■ **Your task**
Reproduce the data below in full. Nothing should differ from the original.

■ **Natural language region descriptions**
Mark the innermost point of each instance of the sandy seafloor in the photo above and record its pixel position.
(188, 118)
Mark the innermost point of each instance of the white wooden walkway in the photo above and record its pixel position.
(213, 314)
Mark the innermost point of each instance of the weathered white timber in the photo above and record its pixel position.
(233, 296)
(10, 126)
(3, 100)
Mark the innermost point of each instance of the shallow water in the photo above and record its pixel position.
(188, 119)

■ **Answer for the task**
Mark the innermost point of each instance of the sandy seafloor in the photo above and record its pixel position.
(188, 118)
Mark the innermost point of each instance of the white wooden walkway in the photo above and record its pixel position.
(213, 314)
Mark the innermost point of each instance of the weathered white timber in the photo above and record its pixel position.
(233, 296)
(10, 126)
(3, 100)
Mark the innermost point of each instance of the shallow water in the photo above and record its pixel position.
(188, 119)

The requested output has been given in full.